**Task material**.

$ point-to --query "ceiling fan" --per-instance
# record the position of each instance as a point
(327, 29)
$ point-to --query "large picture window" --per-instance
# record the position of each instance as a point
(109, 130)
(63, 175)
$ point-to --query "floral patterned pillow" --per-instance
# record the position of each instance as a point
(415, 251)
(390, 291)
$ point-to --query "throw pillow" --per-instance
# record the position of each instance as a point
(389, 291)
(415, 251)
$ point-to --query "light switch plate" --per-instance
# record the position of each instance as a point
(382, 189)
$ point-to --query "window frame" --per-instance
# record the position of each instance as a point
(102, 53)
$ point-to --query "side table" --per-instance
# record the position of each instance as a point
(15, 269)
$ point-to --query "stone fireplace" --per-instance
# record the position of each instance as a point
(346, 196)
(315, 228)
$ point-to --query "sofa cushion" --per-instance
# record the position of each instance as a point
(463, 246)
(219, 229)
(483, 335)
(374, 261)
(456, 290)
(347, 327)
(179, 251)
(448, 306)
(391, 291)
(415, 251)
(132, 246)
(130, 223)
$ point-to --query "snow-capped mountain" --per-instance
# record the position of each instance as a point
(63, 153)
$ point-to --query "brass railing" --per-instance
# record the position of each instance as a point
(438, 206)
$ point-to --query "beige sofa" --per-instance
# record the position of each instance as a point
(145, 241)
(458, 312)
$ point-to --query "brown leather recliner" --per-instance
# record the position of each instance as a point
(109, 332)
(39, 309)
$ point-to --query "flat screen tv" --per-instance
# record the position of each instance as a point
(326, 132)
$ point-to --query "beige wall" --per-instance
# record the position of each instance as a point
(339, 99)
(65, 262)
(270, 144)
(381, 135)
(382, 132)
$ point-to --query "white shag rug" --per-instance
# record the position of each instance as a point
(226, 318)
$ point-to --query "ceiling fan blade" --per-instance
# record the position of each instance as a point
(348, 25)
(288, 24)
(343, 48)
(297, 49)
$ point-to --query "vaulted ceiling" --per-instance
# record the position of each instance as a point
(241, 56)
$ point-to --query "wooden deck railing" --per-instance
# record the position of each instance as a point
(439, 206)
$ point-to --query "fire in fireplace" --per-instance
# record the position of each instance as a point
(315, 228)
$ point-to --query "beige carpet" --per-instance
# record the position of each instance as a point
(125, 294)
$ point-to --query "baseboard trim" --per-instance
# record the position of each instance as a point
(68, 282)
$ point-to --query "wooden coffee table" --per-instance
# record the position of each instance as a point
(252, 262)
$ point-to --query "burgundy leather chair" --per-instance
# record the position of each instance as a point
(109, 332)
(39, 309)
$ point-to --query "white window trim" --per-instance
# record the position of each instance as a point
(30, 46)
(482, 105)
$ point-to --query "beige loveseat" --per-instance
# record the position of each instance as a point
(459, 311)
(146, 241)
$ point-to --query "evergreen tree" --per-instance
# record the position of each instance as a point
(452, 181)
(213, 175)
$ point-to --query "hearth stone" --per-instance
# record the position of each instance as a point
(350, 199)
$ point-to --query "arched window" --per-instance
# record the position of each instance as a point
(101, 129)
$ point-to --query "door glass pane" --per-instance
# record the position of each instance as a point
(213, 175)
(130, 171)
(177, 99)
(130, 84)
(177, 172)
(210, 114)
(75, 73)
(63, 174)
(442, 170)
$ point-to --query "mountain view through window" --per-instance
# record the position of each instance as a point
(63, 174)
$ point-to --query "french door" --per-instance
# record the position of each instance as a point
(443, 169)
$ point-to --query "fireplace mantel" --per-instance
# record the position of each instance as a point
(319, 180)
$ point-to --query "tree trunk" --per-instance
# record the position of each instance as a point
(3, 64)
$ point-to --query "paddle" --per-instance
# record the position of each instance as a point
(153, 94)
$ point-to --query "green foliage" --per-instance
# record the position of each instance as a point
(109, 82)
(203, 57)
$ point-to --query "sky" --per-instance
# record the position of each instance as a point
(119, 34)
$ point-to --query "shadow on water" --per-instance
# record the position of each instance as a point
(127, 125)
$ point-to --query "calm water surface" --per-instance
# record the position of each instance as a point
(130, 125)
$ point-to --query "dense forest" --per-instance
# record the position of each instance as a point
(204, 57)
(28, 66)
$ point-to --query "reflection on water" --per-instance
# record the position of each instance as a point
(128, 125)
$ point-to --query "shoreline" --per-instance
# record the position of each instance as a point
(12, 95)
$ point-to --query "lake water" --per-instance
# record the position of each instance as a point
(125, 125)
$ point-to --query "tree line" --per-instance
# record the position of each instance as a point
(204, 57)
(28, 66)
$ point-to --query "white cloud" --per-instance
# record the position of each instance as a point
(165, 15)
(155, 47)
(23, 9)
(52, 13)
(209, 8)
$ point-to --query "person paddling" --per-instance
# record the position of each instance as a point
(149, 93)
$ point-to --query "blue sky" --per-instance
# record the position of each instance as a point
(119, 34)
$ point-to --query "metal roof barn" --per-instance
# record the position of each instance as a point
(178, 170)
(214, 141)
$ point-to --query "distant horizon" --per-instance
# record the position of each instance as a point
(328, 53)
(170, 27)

**Description of the task**. Display every line of the listing above that contains the word "window".

**Finished task**.
$ point-to --query "large picture window" --per-instance
$ point-to --query "window frame" --per-instance
$ point-to --query "white window trim" --per-instance
$ point-to --query "arched window" --per-instance
$ point-to --query "mountain view through window" --per-instance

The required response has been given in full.